→ Task to complete
Copy the passage below about the Williams family's Christmas, starting at the words "It won't happen" and ending after "laugh out loud.", and switch "couple" to "pair".

→ Exercise passage
Most Utah families have a Christmas tree under which they'll pile presents. And on Christmas Day, anxiously rambunctious boys and girls of all ages will rustle around to see if Santa Claus brought them something good.
It won't happen quite that way at the Bountiful home of Nikki and Callahan Williams, where last year the couple first wrestled with what to give a 3-year-old who looks like a little princess but can no longer play with dolls or try on dress-up clothes or even laugh out loud.
Their daughter, Eliza, who will be 4 in March, was diagnosed in September 2007 with metachromatic leukodystrophy. The disease, caused by genetic defects in how myelin produces or metabolizes the enzyme arylsulfatase A, has now stolen Eliza's ability to walk, to talk, to see, to sit up or move her hands purposefully. She has lost her ability to control her head and neck. She can't swallow, so she eats through a tube. Even the grunts and squeals that had replaced speech are mostly lost now.
Last Christmas, they were still reeling with both the diagnosis and the severity of the changes taking place in the bright and busy little girl. It was shocking — and simply walking through the mall with its plentiful displays of holiday cheer or flipping pages in the newspaper and passing an advertising circular from a toy store was enough to make Nikki want to cry.
Nikki and Callahan decided that they ought to re-examine and even change their definition of "gift."
They decided to have a different type of tree and invite the people they love to be part of it. They didn't pile their presents under the tree last year, but rather hung them on it. And they didn't know what they'd find when they opened them — just that it would be very good, indeed.

→ Source data
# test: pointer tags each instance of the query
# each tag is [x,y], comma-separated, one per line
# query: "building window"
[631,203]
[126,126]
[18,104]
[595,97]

→ Exercise response
It won't happen quite that way at the Bountiful home of Nikki and Callahan Williams, where last year the pair first wrestled with what to give a 3-year-old who looks like a little princess but can no longer play with dolls or try on dress-up clothes or even laugh out loud.